## [Direction]
Rescale the records below by copying every line, requests included, and multiplying each bounding-box coordinate in the answers by 1.9. Round each result to the nearest whole number, with halves rounded up.

## [Records provided]
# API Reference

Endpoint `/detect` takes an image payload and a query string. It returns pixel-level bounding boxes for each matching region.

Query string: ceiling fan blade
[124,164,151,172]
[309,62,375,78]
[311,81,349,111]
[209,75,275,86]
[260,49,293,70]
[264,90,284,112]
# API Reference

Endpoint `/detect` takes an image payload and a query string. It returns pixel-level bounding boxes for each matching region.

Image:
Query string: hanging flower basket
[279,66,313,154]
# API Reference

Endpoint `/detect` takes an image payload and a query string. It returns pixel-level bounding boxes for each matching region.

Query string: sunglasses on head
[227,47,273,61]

## [Exercise solution]
# API Reference

Endpoint `/detect` takes an image payload and a query string. It returns pixel-level bounding boxes for each matching region.

Query string: ceiling fan blade
[236,312,287,327]
[587,118,713,148]
[591,154,663,211]
[397,143,523,163]
[494,93,557,133]
[502,171,540,213]
# API Reference

Endpoint `/detect` takes an image payload and a query string. It returns pixel-level bounding boxes for each matching region.

Image:
Query string: hanging flower basket
[530,125,595,293]
# API Reference

Endpoint `/detect` takes an image payload and a query string. It returns pixel-level bounding boxes for each matching region.

Query string: sunglasses on head
[431,89,519,116]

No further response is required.